─── RECORDS TO PROCESS

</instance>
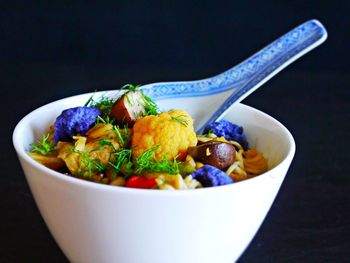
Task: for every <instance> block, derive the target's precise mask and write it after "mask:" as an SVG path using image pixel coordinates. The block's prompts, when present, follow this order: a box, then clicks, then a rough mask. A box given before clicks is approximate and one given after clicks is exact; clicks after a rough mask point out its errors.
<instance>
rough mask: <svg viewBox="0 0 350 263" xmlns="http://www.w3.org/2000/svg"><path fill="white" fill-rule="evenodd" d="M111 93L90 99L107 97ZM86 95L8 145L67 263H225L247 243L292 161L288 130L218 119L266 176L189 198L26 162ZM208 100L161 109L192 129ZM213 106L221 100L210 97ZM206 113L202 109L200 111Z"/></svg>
mask: <svg viewBox="0 0 350 263" xmlns="http://www.w3.org/2000/svg"><path fill="white" fill-rule="evenodd" d="M112 93H113V92H107V93H97V94H95V96H100V95H102V94H112ZM90 96H91V94H84V95H80V96H74V97H70V98H67V99H63V100H59V101H56V102H53V103H50V104H48V105H45V106H43V107H41V108H39V109H37V110H35V111H33V112H32V113H30V114H28V115H27V116H26V117H24V118H23V119H22V120H21V121H20V123H19V124H18V125H17V127H16V129H15V131H14V134H13V143H14V146H15V149H16V151H17V154H18V157H19V160H20V163H21V165H22V167H23V171H24V173H25V176H26V178H27V181H28V183H29V186H30V189H31V191H32V194H33V196H34V199H35V201H36V203H37V206H38V208H39V210H40V212H41V214H42V216H43V218H44V220H45V222H46V224H47V226H48V228H49V230H50V231H51V233H52V235H53V236H54V238H55V240H56V241H57V243H58V245H59V246H60V248H61V249H62V251H63V252H64V253H65V255H66V256H67V258H68V259H69V260H70V261H71V262H100V263H103V262H108V263H109V262H121V263H123V262H125V263H139V262H143V263H147V262H150V263H157V262H159V263H163V262H167V263H172V262H174V263H175V262H176V263H189V262H190V263H193V262H200V263H206V262H208V263H212V262H218V263H229V262H230V263H231V262H234V261H235V260H237V258H238V257H239V256H240V255H241V253H242V252H243V251H244V249H245V248H246V247H247V245H248V244H249V242H250V241H251V240H252V238H253V237H254V235H255V233H256V232H257V230H258V228H259V226H260V225H261V223H262V222H263V220H264V218H265V216H266V214H267V212H268V211H269V208H270V206H271V204H272V202H273V200H274V198H275V196H276V194H277V192H278V190H279V188H280V186H281V183H282V181H283V179H284V177H285V175H286V173H287V170H288V167H289V165H290V163H291V161H292V159H293V156H294V152H295V144H294V140H293V137H292V135H291V134H290V133H289V132H288V130H287V129H286V128H285V127H284V126H283V125H282V124H280V123H279V122H278V121H276V120H275V119H273V118H272V117H270V116H268V115H266V114H264V113H263V112H261V111H258V110H255V109H253V108H251V107H249V106H246V105H243V104H236V105H234V106H233V107H232V108H230V109H229V111H228V112H227V113H226V115H225V116H224V118H225V119H227V120H230V121H233V122H235V123H238V124H240V125H242V126H243V127H244V129H245V132H246V134H247V137H248V140H249V142H250V143H251V145H253V146H256V147H257V148H258V150H260V151H263V152H264V154H265V155H266V157H267V158H268V159H269V166H270V170H269V171H268V172H266V173H264V174H262V175H260V176H258V177H255V178H252V179H248V180H246V181H243V182H239V183H234V184H231V185H226V186H220V187H212V188H203V189H195V190H181V191H180V190H179V191H164V190H142V189H130V188H124V187H116V186H109V185H101V184H97V183H93V182H87V181H84V180H81V179H76V178H73V177H69V176H67V175H64V174H60V173H58V172H55V171H53V170H50V169H48V168H46V167H44V166H43V165H41V164H39V163H37V162H35V161H34V160H32V159H31V158H30V157H29V156H28V154H27V151H28V150H30V147H29V144H30V143H33V142H34V141H35V140H36V139H38V138H40V136H41V134H42V133H43V132H44V131H45V130H46V128H47V127H48V126H49V125H50V124H51V123H52V122H53V121H54V120H55V118H56V116H57V115H59V114H60V113H61V111H62V110H63V109H66V108H69V107H73V106H78V105H83V104H84V103H85V102H86V101H87V100H88V98H89V97H90ZM212 96H213V95H207V96H202V97H192V98H182V99H181V98H177V99H163V100H159V101H158V103H159V105H160V107H161V108H162V109H164V110H165V109H173V108H176V109H186V110H188V111H189V112H190V114H192V115H193V117H194V119H195V121H196V120H200V119H201V118H202V117H203V114H209V113H210V112H209V113H206V111H205V110H204V108H203V105H205V104H204V102H205V103H206V102H207V101H210V99H211V97H212ZM214 96H218V98H217V99H220V94H216V95H214ZM205 109H206V108H205Z"/></svg>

──────

◆ **PROBLEM DESCRIPTION**
Each entry should come back exactly as written, with its pictures omitted.

◆ **ANSWER BELOW**
</instance>
Task: for every <instance> block, derive the target's precise mask and write it after "mask:" as an SVG path using image pixel coordinates. The block's prompts, when present, follow this order: a box, then clicks, then a rough mask. A box given before clicks is approximate and one given after clicks is exact; clicks after a rough mask point out its errors.
<instance>
rough mask: <svg viewBox="0 0 350 263" xmlns="http://www.w3.org/2000/svg"><path fill="white" fill-rule="evenodd" d="M111 93L90 99L107 97ZM86 95L8 145L67 263H225L247 243L292 161L288 130L218 119L266 176L189 198L26 162ZM208 100L161 109L192 129ZM213 106L221 100L210 97ZM206 113L202 109L200 111Z"/></svg>
mask: <svg viewBox="0 0 350 263" xmlns="http://www.w3.org/2000/svg"><path fill="white" fill-rule="evenodd" d="M112 93H113V92H107V93H97V94H95V96H100V95H102V94H112ZM90 96H91V94H84V95H80V96H74V97H70V98H67V99H63V100H59V101H56V102H53V103H50V104H48V105H45V106H43V107H41V108H39V109H37V110H35V111H33V112H32V113H30V114H28V115H27V116H26V117H24V118H23V119H22V120H21V121H20V123H19V124H18V125H17V127H16V129H15V131H14V134H13V143H14V146H15V149H16V151H17V154H18V157H19V160H20V163H21V165H22V167H23V171H24V173H25V176H26V178H27V181H28V183H29V186H30V189H31V191H32V194H33V196H34V199H35V201H36V203H37V206H38V208H39V210H40V212H41V214H42V216H43V218H44V220H45V222H46V224H47V226H48V228H49V230H50V231H51V233H52V235H53V236H54V238H55V240H56V241H57V243H58V245H59V246H60V248H61V249H62V251H63V252H64V253H65V255H66V256H67V258H68V259H69V260H70V261H71V262H100V263H103V262H108V263H109V262H121V263H123V262H125V263H139V262H143V263H147V262H150V263H157V262H159V263H163V262H167V263H172V262H174V263H175V262H176V263H189V262H190V263H193V262H200V263H206V262H208V263H212V262H218V263H229V262H230V263H231V262H234V261H235V260H237V258H238V257H239V256H240V255H241V253H242V252H243V251H244V249H245V248H246V247H247V245H248V244H249V242H250V241H251V240H252V238H253V237H254V235H255V233H256V232H257V230H258V228H259V226H260V225H261V223H262V222H263V220H264V218H265V216H266V214H267V212H268V211H269V208H270V206H271V204H272V202H273V200H274V198H275V196H276V194H277V192H278V190H279V188H280V186H281V183H282V181H283V179H284V177H285V175H286V173H287V170H288V167H289V165H290V163H291V161H292V159H293V156H294V152H295V144H294V140H293V137H292V135H291V134H290V133H289V132H288V130H287V129H286V128H285V127H284V126H283V125H282V124H280V123H279V122H278V121H276V120H275V119H273V118H272V117H270V116H268V115H266V114H264V113H263V112H261V111H258V110H255V109H253V108H251V107H249V106H246V105H243V104H236V105H234V106H233V107H232V108H230V109H229V111H228V112H227V113H226V115H225V116H224V118H225V119H227V120H230V121H233V122H235V123H238V124H240V125H242V126H243V127H244V129H245V132H246V134H247V137H248V140H249V142H250V143H251V145H253V146H256V147H257V148H258V150H260V151H263V152H264V154H265V155H266V157H267V158H268V159H269V166H270V170H269V171H268V172H266V173H264V174H262V175H260V176H258V177H255V178H252V179H248V180H246V181H243V182H239V183H234V184H231V185H226V186H220V187H212V188H203V189H195V190H181V191H180V190H179V191H164V190H142V189H130V188H124V187H116V186H109V185H101V184H97V183H93V182H87V181H84V180H81V179H76V178H73V177H69V176H67V175H64V174H60V173H58V172H55V171H53V170H50V169H48V168H46V167H44V166H43V165H41V164H39V163H37V162H35V161H34V160H32V159H31V158H30V157H29V156H28V154H27V151H28V150H30V147H29V144H30V143H33V142H34V141H35V140H36V139H38V138H40V136H41V134H42V133H43V132H44V131H45V130H46V128H47V127H48V126H49V125H50V124H51V123H52V122H53V121H54V120H55V118H56V116H57V115H59V114H60V113H61V111H62V110H63V109H66V108H69V107H73V106H78V105H83V104H84V103H85V102H86V101H87V100H88V98H89V97H90ZM212 96H213V95H207V96H202V97H192V98H182V99H181V98H177V99H163V100H159V101H158V103H159V105H160V107H161V108H162V109H164V110H165V109H173V108H176V109H186V110H188V111H189V112H190V114H192V115H193V117H194V119H195V121H196V120H200V119H201V118H202V117H203V114H209V113H210V112H209V113H206V111H205V110H204V108H203V105H205V104H204V102H205V103H206V102H207V101H210V99H211V97H212ZM214 96H218V98H217V99H220V94H216V95H214ZM205 109H206V108H205Z"/></svg>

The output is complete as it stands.